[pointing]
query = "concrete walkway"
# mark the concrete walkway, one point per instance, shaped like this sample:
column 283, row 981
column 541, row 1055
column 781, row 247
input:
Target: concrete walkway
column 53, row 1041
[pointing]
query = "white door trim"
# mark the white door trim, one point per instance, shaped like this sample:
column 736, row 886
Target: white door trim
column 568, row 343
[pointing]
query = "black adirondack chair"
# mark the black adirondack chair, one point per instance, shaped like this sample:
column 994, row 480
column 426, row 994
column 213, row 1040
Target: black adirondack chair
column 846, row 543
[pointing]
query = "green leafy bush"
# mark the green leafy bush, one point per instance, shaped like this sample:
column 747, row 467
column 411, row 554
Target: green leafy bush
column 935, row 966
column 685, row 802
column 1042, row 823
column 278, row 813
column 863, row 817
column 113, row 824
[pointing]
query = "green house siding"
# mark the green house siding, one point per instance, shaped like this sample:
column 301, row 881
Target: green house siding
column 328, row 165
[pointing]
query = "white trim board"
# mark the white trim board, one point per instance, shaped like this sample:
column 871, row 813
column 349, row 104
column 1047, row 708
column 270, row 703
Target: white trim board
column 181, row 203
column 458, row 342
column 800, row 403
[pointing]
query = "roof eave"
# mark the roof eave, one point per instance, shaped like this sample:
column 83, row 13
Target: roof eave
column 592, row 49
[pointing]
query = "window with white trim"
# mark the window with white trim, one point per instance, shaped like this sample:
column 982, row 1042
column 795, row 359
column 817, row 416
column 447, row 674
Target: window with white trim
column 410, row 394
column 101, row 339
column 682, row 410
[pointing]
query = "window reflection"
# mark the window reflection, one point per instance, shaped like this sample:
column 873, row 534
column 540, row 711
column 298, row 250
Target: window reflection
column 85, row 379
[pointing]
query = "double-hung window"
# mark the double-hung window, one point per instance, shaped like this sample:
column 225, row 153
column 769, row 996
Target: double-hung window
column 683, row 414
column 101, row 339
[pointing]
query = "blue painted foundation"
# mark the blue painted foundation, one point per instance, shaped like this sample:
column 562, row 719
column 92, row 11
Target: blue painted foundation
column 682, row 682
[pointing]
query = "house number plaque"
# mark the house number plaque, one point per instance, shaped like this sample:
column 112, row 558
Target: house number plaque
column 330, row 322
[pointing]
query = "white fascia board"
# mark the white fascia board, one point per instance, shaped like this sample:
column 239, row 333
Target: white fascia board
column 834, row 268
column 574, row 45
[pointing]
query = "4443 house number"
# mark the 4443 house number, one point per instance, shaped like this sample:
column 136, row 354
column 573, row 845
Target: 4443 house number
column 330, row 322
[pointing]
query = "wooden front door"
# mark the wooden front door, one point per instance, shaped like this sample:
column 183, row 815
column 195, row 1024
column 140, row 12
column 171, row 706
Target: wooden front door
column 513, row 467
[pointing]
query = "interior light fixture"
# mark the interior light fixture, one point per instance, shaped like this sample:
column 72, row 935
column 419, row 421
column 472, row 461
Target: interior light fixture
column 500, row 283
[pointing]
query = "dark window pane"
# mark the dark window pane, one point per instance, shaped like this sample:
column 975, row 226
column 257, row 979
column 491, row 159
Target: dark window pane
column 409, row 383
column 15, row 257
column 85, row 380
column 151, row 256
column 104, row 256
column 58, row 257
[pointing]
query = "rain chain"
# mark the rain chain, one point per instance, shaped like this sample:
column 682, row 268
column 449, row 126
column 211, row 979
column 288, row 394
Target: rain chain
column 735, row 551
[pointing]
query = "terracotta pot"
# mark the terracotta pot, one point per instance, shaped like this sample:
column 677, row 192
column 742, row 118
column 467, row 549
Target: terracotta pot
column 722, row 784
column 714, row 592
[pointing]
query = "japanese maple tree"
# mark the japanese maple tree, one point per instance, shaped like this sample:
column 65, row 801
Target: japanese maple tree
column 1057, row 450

====

● **Task objective**
Please rewrite the material from its first line up to and including the line with "column 846, row 543", changing every "adirondack chair" to "rocking chair" and leaving all else as it stands. Give only those lines.

● **Task response**
[pointing]
query = "concrete walkway"
# mark the concrete walkway, one point per instance, shaped like this sample:
column 283, row 981
column 541, row 1055
column 781, row 247
input:
Target: concrete walkway
column 53, row 1041
[pointing]
query = "white door trim"
# mark the white door trim, one point per instance, shaped like this sample:
column 736, row 886
Target: white door trim
column 568, row 343
[pointing]
query = "black rocking chair"
# mark the black rocking chair, one point per instance, shaped like this sample:
column 994, row 480
column 426, row 994
column 213, row 1040
Target: black rocking chair
column 846, row 543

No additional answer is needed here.